_What is being asked_
Give back only the line containing "Put a dot on each instance of the sandy" and every line after it through the end of the data below, transcribed exactly.

________________________

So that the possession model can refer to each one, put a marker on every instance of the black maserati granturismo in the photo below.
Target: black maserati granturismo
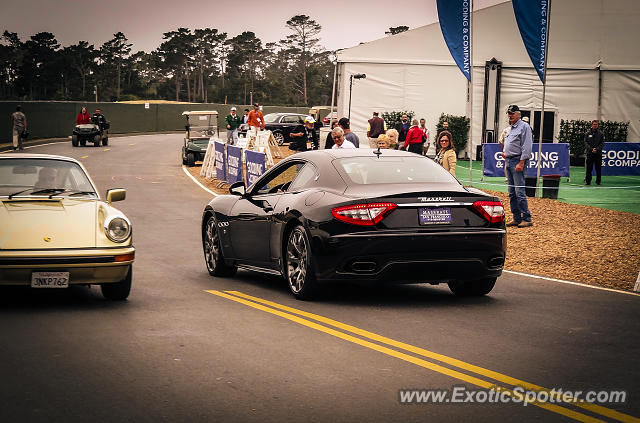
(372, 216)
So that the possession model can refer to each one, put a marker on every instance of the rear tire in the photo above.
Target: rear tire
(472, 288)
(118, 291)
(213, 257)
(299, 270)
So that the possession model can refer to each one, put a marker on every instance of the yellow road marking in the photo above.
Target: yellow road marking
(402, 356)
(445, 359)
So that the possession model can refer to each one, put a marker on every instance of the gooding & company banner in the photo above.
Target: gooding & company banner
(554, 160)
(220, 161)
(234, 161)
(454, 16)
(255, 165)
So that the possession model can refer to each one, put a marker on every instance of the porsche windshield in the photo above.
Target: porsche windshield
(392, 170)
(25, 177)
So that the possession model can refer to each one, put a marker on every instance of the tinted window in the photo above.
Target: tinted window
(392, 170)
(304, 179)
(291, 119)
(36, 174)
(271, 117)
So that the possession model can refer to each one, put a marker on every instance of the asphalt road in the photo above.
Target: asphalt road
(177, 352)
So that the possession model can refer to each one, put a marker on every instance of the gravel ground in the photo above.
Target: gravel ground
(568, 241)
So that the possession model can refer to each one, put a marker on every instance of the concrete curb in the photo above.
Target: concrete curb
(9, 146)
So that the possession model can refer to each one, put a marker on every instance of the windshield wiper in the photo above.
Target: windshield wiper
(51, 191)
(80, 192)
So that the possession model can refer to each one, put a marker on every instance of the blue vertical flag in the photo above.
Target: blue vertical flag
(533, 17)
(454, 16)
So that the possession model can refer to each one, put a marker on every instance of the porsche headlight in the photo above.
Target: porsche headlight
(117, 228)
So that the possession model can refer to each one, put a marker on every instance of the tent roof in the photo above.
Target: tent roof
(583, 35)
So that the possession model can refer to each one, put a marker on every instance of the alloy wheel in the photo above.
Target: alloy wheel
(297, 260)
(212, 246)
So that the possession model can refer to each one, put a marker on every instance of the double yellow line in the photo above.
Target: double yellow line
(311, 320)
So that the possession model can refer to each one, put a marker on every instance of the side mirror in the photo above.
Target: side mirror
(116, 194)
(238, 188)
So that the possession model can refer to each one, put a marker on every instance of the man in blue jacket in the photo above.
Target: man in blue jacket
(517, 152)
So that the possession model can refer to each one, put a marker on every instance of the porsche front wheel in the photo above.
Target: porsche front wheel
(213, 256)
(300, 274)
(118, 291)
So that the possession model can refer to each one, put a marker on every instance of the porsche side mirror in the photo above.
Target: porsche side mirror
(116, 194)
(238, 188)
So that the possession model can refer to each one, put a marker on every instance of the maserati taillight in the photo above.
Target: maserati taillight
(363, 214)
(493, 211)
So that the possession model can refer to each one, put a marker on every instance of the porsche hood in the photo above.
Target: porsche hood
(47, 223)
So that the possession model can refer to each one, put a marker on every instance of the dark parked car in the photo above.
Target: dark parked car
(90, 132)
(349, 215)
(281, 125)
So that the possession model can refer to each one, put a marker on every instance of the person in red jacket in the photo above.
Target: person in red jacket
(413, 142)
(83, 117)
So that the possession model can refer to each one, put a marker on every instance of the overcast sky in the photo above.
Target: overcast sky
(344, 23)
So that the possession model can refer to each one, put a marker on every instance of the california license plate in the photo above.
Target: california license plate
(434, 215)
(49, 279)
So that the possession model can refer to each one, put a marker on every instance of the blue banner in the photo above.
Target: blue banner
(620, 158)
(221, 163)
(454, 16)
(532, 17)
(255, 165)
(555, 160)
(234, 164)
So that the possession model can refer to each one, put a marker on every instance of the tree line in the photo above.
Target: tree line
(195, 65)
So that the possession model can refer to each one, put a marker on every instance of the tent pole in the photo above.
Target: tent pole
(333, 90)
(544, 90)
(470, 93)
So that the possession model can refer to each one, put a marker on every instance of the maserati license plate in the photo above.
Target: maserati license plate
(49, 279)
(434, 215)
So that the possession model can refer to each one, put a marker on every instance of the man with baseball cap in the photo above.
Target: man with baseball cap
(255, 119)
(233, 122)
(516, 154)
(305, 137)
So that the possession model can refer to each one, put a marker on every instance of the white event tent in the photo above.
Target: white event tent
(593, 70)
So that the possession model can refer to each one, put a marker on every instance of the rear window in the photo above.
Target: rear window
(391, 170)
(271, 117)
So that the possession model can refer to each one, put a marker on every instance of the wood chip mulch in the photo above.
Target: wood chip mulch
(576, 243)
(568, 241)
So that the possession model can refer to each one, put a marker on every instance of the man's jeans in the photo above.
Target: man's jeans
(517, 194)
(232, 136)
(17, 138)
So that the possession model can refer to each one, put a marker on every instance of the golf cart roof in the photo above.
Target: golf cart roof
(200, 112)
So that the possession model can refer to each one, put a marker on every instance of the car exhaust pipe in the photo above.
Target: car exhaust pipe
(363, 266)
(497, 261)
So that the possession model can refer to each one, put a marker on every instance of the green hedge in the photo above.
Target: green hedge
(573, 131)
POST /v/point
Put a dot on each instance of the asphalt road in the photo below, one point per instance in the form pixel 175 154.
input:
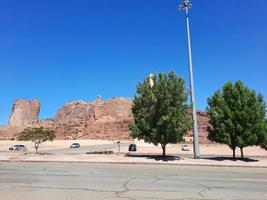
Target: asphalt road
pixel 85 149
pixel 54 181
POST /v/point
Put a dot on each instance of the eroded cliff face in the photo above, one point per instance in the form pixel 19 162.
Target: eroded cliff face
pixel 24 113
pixel 85 120
pixel 95 120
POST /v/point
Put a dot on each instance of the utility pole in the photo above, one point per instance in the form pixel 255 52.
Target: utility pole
pixel 186 5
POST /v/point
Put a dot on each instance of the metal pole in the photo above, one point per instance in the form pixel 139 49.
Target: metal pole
pixel 187 5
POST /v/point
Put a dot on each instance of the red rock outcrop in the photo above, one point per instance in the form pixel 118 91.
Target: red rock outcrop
pixel 87 120
pixel 95 120
pixel 24 113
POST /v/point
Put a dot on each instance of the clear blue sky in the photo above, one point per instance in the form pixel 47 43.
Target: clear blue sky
pixel 63 50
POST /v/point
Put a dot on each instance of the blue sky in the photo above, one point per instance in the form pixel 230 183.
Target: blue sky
pixel 63 50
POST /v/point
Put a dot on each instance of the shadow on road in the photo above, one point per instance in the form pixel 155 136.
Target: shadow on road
pixel 154 157
pixel 220 158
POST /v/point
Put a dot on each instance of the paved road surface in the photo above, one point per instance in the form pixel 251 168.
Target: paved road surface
pixel 85 149
pixel 59 181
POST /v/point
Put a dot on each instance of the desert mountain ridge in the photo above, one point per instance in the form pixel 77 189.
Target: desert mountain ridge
pixel 98 119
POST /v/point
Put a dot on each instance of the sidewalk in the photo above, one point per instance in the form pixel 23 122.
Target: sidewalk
pixel 134 159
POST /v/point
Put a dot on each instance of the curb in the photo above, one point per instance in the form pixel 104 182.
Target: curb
pixel 132 163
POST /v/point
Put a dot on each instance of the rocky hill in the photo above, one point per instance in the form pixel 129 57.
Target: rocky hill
pixel 85 120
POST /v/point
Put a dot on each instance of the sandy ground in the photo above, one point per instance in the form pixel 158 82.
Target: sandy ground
pixel 211 154
pixel 143 148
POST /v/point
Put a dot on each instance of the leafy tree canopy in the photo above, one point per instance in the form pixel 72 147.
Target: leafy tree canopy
pixel 37 135
pixel 160 109
pixel 237 116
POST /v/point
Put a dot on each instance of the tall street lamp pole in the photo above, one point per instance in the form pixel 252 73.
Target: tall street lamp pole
pixel 186 5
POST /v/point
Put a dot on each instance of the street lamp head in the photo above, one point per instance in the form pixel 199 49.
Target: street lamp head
pixel 185 4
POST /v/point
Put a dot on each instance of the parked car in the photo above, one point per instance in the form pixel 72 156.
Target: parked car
pixel 18 147
pixel 75 145
pixel 185 147
pixel 132 147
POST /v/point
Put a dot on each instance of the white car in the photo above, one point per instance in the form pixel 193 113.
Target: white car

________________________

_Answer to this problem_
Put a dot on each instance of the sandy ground in the photo above, one point per instance in the form pixel 158 82.
Target: sandy ground
pixel 211 154
pixel 143 148
POST /v/point
Put a dot on each instance of the leafy tree canopy in the photo above, one point per instance in the form pixel 72 147.
Target: leafy tree canopy
pixel 37 135
pixel 160 109
pixel 237 116
POST /v/point
Put a dot on each instance of the tall street lamp pole in the photo above, one point per instance in the form pixel 252 73.
Target: tall street lamp pole
pixel 186 5
POST /v/point
Put a dot on each instance of the street lamp head in the photo above, one point per instance in the form pixel 199 49.
Target: street lamp head
pixel 185 4
POST /v/point
Put a dot on each instance of the parked car in the photo above, one point per instance in the form pixel 72 156.
Target: parked car
pixel 18 147
pixel 75 145
pixel 185 147
pixel 132 147
POST /v/point
Put a dot on each instance of the white car in the photo above, one point per instance in the form pixel 193 113.
Target: white car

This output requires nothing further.